(Pointing dataset records)

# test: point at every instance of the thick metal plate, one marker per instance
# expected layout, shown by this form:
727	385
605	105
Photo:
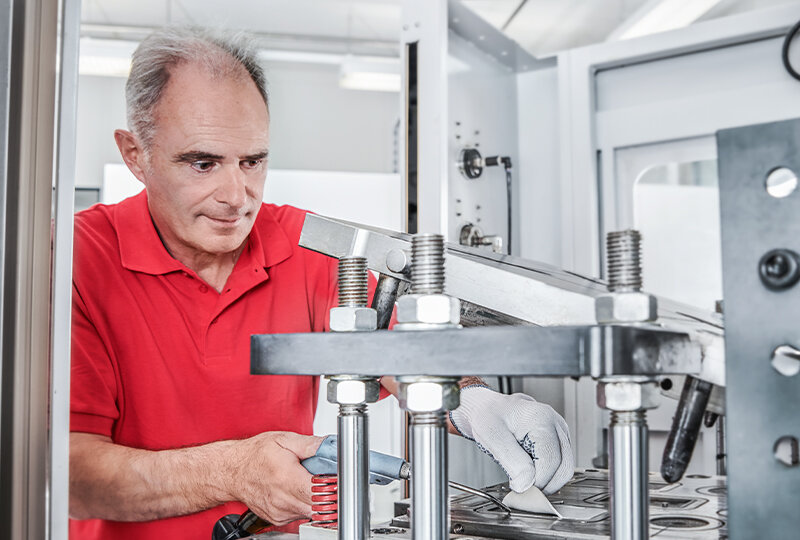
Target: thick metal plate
762	405
498	350
528	291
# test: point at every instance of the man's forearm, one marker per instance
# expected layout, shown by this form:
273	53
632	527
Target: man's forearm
110	481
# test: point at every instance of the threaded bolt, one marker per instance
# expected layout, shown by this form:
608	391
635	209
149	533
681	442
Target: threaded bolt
623	251
353	282
427	264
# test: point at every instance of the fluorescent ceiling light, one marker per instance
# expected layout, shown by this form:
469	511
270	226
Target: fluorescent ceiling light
373	74
662	15
106	57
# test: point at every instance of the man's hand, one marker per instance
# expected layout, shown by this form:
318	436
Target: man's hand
528	439
270	479
111	481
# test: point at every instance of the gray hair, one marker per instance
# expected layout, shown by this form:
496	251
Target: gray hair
223	55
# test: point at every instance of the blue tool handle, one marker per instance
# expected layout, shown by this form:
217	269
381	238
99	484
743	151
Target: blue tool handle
383	468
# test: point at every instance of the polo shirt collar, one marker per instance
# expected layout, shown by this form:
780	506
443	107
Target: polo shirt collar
141	249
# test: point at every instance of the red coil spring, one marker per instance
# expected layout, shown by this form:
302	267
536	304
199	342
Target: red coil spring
325	501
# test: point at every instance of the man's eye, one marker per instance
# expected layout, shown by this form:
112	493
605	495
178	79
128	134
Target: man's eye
202	166
251	163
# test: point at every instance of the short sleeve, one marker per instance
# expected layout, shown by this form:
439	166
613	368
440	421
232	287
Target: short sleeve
93	407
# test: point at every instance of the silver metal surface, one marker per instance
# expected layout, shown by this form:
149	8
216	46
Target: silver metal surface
429	507
628	482
61	318
761	403
482	494
353	282
694	509
623	257
426	398
352	393
353	469
528	291
595	351
33	464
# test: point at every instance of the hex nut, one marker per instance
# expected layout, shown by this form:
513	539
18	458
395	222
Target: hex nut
627	396
352	319
626	307
429	309
348	391
428	396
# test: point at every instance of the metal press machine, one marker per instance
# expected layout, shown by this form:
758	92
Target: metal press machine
471	312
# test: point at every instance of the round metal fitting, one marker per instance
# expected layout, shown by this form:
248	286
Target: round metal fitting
353	319
428	394
397	261
427	264
786	360
779	269
470	163
345	390
623	251
627	396
353	282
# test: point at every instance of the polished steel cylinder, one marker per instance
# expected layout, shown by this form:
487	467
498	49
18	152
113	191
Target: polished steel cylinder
384	299
624	261
429	502
628	476
353	289
427	264
353	468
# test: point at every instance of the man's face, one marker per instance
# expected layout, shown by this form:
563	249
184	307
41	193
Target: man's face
207	163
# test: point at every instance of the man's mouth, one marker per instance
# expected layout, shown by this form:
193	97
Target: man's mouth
226	221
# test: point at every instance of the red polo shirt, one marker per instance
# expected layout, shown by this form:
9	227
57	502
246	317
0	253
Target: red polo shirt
161	360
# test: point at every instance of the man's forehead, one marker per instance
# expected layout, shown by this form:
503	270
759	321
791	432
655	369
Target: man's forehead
222	116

* [Task directions]: Set down the material exactly, every line of it, except for the pictures.

* [Answer in full]:
# test: point at every instance of the thick metal plate, one marker per instance
# expected layout, shown by this form:
727	385
605	105
Photo:
Target: thick metal plate
762	405
498	350
528	291
# test: point at every instance of the man's forearm, one marker per instance
# expected layout, shown by this form:
273	53
632	527
Target: man's forearm
110	481
# test: point at every instance of the threaded bolt, one marker per instance
# expected layout, shown by this form:
608	391
635	209
149	533
681	442
Target: threaded bolt
623	251
353	282
427	264
# test: point at every instance of the fluorescent ceiling light, one marker per instance
# expected layout, shown by this form:
469	511
270	226
Target: fluorescent ceiling light
373	74
662	15
106	57
# test: point at every instance of the man's hand, one marker per instance
# expected layout, shown by this form:
318	436
Target: man's hand
528	439
270	479
111	481
# test: point at every instance of the gray hair, one marker per instance
# expected layout, shown by this form:
496	251
Target: gray hair
223	55
# test: point at every instance of the blue tool handle, one marker per instance
# expected layout, shown by this form:
217	269
381	238
99	484
743	151
Target: blue tool handle
383	468
# test: point at every instance of the polo shirt collar, one marker per instance
# expected layout, shown by this form:
780	506
443	107
Target: polo shirt collar
141	249
# test: point at every instance of the red coil spring, one marker per instance
# expected layout, shown by this form:
302	267
536	304
199	342
Target: red coil spring
325	501
# test: point at every instance of the man's eye, one marker per instance
# expected layout, shown by this form:
112	493
605	495
178	79
128	134
Target: man's eye
202	166
251	163
# test: point at every instance of the short sleeve, one marker per instance
# expected layout, shown by this form:
439	166
613	368
440	421
232	287
Target: short sleeve
93	407
# test: point at every instance of the silver metal surface, one marker per instance
# expected layout, shown by this form:
149	8
216	46
Target: silver metal surface
429	507
628	482
61	318
761	403
482	494
353	282
694	509
623	257
426	398
352	393
353	469
528	291
595	351
33	464
# test: point at every instance of the hex nut, one marker per instance
# expected layout, shown by this form:
513	539
18	458
395	222
Target: hex nut
627	396
352	319
626	307
429	309
348	391
428	396
# test: point at every instance of the metal press machine, one marker per instance
# expected layout, shown by this form:
758	92
Target: metal press machine
471	312
# test: point at every instance of the round metal fitting, one marker per instance
# expected layout, shown by this form:
248	286
Target: round metal fitting
353	319
428	394
397	261
427	264
786	360
779	269
470	163
345	390
623	251
627	396
353	282
# test: point at every instance of the polished steel cylinder, one marker per instance
# expected layout, shown by this form:
487	467
498	49
18	152
113	191
Target: polished steel cylinder
384	299
624	261
429	502
628	476
353	289
427	264
353	468
# test: point at every instance of the man's face, one marker per instance
# expected layout, shown by this form:
563	249
184	307
41	193
Target: man's face
207	163
# test: point at every instance of the man's mouth, one marker per instance
# expected layout, shown by this form:
193	97
Target: man's mouth
226	221
# test: point at every instance of the red polo shirt, one marker per instance
# expected layout, shown by this form:
9	227
57	502
246	317
0	253
Target: red polo shirt
161	360
# test: point at every instance of the man's forehead, one marker per instance
# expected layout, shown by this form:
503	270
759	321
791	432
655	369
Target: man's forehead
222	116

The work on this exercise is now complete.